With the images removed, write out every line below exactly.

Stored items
--

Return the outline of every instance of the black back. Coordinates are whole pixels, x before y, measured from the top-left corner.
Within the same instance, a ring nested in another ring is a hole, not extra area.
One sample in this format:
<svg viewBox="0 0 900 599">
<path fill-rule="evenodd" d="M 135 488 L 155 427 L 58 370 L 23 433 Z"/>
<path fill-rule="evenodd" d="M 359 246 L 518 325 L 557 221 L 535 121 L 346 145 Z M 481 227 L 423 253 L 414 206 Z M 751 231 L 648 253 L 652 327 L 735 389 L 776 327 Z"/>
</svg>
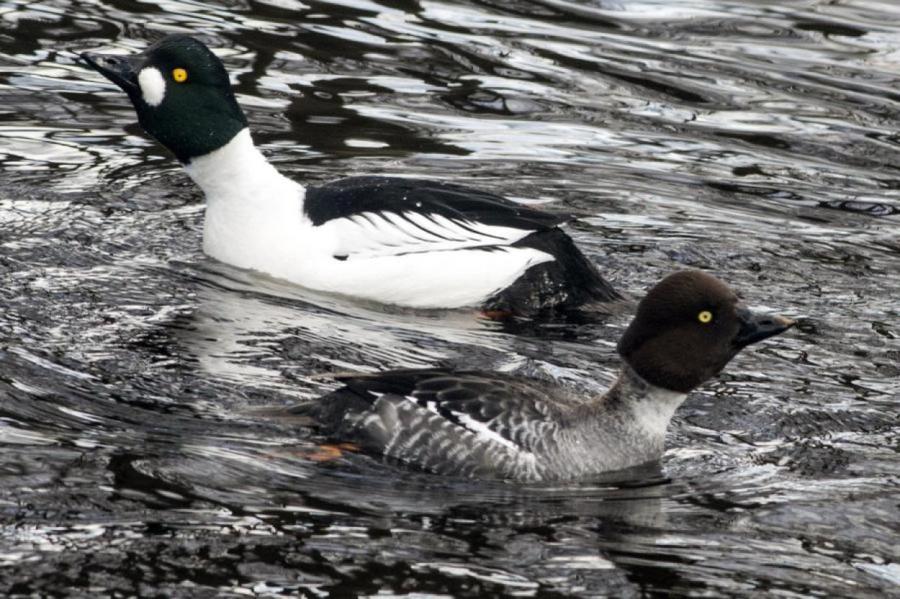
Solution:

--

| Output |
Return the outline of every instance of the black back. Coordinates are whole pixels, x before y, measured from the top-left corner.
Within the same instance, a ring nested in another ring is a hole, not extra area.
One sample in this format:
<svg viewBox="0 0 900 599">
<path fill-rule="evenodd" d="M 135 488 L 155 427 L 58 370 L 23 433 Z"/>
<path fill-rule="evenodd" d="M 359 246 L 518 325 L 557 221 L 535 121 L 346 145 Z M 481 227 L 423 253 L 414 206 Z M 751 231 L 648 253 L 652 327 L 735 389 L 776 327 Z"/>
</svg>
Solution:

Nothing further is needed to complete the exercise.